■ **Excerpt**
======

The ruling allowing the public naming of four health workers in a fatal meningococcal case may have a "chilling effect" on reporting mistakes and undermine the safety of patients, says a health law professor.
"It's a tick for transparency and open justice, it raises a question mark for accountability ... and it has the potential to slow our progress in quality improvement and patient safety," Professor Ron Paterson, the former health and disability commissioner, said of Justice Christian Whata's High Court ruling.
A coroner had issued suppression orders, fearing that public naming of the four who cared for the late Zachary Gravatt would unfairly punish them when fault lay with the health system.
Justice Whata said that in a case where the coroner's findings did not unfairly criticise any of the individuals, justice was best served by affirming freedom of expression.
Professor Paterson said that while registered health practitioners found guilty of serious wrongdoing were typically named, Justice Whata's decision created the odd situation in which those with nothing to be held to account for were named, while others who might have fallen short would not be named under current practice.

======

■ **Information provided**
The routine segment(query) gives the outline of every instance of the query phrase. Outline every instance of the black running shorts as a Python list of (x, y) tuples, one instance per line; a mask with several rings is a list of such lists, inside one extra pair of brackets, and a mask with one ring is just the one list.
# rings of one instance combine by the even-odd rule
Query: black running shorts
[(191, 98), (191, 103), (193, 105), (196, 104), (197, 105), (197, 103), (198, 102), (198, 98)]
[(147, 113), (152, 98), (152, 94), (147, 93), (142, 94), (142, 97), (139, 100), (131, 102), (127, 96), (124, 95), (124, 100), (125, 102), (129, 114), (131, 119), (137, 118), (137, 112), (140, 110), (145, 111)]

======

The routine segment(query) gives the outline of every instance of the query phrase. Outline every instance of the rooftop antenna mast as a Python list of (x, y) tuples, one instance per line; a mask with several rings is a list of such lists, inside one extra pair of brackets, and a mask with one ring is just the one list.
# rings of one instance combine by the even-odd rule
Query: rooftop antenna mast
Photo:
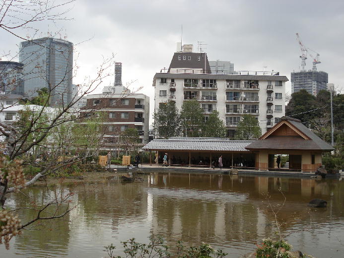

======

Pick up the news report on the court ruling that allows the four health workers to be named, and write what comes next after its last sentence.

■ **Exercise answer**
"There is plenty of evidence internationally that if health practitioners fear that as a result of reporting incidents and taking part in incident reviews they will end up in some way being criticised and named, in other words named, blamed and shamed ... people will be less likely to participate in those processes."
Asked how that could apply in the present case, in which no blame was laid on the individuals, he said the staff concerned were likely to interpret seeing their names in the newspaper as an implicit criticism and the public would read it the same way.